Text extract:
· · · · · · ·

Monday 19 September 2011

Evidence on planning

A group of leading businessmen have written to the Times supporting government reforms to the planning system.

The National Trust respond with their concerns about concrete, but the Council for the Protection of Rural England focus on the economic arguments. According to the Times, the CPRE claim there is no evidence planning undermines productivity and no evidence that planning system’s default answer was “No” because the vast majority of planning applications are approved. One of these statements is wrong, the other is misleading.

Evidence that planning reduces productivity.
On the first of these (productivity) CPRE is simply wrong. In a recent SERC report we provided evidence that planning reduced productivity in a leading supermarket chain by 20%.

Evidence that planning could hurt investment.

· · · · · · ·

Job 1:
Reproduce the entire text on evidence about planning, word for word.

· · · · · · ·

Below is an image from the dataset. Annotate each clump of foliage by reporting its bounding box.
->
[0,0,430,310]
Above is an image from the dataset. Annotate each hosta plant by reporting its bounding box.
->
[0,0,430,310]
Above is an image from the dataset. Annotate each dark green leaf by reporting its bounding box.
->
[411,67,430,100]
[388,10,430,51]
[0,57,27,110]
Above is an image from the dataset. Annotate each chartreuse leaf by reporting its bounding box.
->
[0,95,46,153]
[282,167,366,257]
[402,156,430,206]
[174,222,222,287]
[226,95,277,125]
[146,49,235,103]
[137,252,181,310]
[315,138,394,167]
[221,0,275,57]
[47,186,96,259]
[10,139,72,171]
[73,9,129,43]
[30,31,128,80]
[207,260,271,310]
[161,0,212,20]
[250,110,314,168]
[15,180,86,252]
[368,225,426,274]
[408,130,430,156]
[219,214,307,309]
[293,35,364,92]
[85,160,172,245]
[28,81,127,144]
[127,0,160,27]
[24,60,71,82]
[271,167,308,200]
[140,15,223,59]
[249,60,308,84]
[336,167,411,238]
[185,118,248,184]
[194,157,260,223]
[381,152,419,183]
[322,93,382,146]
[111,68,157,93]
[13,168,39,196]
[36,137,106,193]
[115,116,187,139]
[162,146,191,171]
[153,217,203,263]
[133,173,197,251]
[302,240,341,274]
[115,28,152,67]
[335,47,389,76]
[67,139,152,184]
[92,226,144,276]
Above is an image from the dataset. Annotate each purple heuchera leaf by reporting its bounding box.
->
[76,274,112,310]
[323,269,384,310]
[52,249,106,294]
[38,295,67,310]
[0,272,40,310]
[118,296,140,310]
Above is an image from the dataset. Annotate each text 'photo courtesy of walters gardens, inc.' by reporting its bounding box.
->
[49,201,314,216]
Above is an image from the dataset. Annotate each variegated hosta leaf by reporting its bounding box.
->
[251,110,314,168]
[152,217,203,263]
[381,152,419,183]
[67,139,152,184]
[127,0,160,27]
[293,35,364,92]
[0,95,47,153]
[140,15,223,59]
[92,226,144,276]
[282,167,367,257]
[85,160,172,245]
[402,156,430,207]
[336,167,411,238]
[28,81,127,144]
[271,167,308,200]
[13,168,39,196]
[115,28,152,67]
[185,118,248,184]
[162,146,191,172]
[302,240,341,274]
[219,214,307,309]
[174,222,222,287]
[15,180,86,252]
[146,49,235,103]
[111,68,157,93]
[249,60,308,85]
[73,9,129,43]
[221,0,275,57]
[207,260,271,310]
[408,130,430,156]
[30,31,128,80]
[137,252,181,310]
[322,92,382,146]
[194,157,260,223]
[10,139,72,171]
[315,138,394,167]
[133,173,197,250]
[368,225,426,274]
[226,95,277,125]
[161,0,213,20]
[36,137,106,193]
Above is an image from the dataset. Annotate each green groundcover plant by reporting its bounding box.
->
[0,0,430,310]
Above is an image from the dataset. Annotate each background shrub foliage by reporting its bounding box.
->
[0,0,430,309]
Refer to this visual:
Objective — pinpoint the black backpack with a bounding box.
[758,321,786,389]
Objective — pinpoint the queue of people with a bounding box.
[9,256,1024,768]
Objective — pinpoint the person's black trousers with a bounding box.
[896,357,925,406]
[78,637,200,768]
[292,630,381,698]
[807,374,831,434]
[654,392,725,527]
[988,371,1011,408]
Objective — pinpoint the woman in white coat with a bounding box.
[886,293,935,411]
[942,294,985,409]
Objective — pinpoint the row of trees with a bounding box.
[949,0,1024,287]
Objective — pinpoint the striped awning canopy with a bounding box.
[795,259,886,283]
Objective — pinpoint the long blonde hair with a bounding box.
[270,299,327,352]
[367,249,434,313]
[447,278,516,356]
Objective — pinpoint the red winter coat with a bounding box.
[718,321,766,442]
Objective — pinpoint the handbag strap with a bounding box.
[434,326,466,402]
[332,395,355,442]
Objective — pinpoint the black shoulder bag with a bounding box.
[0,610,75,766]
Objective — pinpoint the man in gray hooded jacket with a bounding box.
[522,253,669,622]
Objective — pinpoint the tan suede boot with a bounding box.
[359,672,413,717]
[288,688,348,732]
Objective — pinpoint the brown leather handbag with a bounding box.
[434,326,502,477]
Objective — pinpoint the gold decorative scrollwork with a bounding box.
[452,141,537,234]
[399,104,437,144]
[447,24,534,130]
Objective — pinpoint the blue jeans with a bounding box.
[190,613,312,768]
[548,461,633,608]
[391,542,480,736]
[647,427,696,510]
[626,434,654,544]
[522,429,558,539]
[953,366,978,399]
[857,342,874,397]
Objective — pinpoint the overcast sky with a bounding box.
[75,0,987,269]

· · · · · · ·

Job 2:
Restate the records from the line containing "Objective — pinpoint the queue" through the end of the records, replacing "pinpoint" with "locate" and altering nothing else. Provide only those lines.

Exercise response 1:
Monday 19 September 2011

Evidence on planning

A group of leading businessmen have written to the Times supporting government reforms to the planning system.

The National Trust respond with their concerns about concrete, but the Council for the Protection of Rural England focus on the economic arguments. According to the Times, the CPRE claim there is no evidence planning undermines productivity and no evidence that planning system’s default answer was “No” because the vast majority of planning applications are approved. One of these statements is wrong, the other is misleading.

Evidence that planning reduces productivity.
On the first of these (productivity) CPRE is simply wrong. In a recent SERC report we provided evidence that planning reduced productivity in a leading supermarket chain by 20%.

Evidence that planning could hurt investment.

Exercise response 2:
Objective — locate the queue of people with a bounding box.
[9,256,1024,768]
Objective — locate the person's black trousers with a bounding box.
[896,357,925,406]
[78,637,200,768]
[292,630,381,698]
[807,374,831,434]
[654,392,725,527]
[988,371,1011,408]
Objective — locate the woman in white coat with a bounding box.
[886,293,935,411]
[942,294,985,409]
Objective — locate the row of trees with a bounding box.
[949,0,1024,287]
Objective — locate the striped awning canopy with a bounding box.
[795,259,886,283]
Objective — locate the long blonde hair with a bounding box.
[270,299,327,352]
[367,249,434,313]
[447,278,516,356]
Objective — locate the red winter coat with a bounding box.
[718,321,766,442]
Objective — locate the handbag strap with a bounding box.
[434,326,466,402]
[332,395,355,442]
Objective — locate the black shoulder bag with a bounding box.
[0,610,75,766]
Objective — locate the man in gray hooded jacket with a bounding box.
[522,253,669,622]
Objective — locate the tan suede boot with a bounding box.
[359,672,413,717]
[288,688,348,732]
Objective — locate the brown leather handbag with a bounding box.
[434,326,502,477]
Objective — locate the gold decorative scrollwork with a bounding box.
[452,141,537,234]
[399,104,437,144]
[447,24,534,130]
Objective — locate the blue jeans with a bounding box.
[190,613,312,768]
[548,461,633,608]
[391,542,480,736]
[647,427,696,510]
[626,434,654,544]
[522,429,558,539]
[953,366,978,399]
[857,342,874,397]
Objective — locate the overcast sky with a bounding box.
[75,0,987,269]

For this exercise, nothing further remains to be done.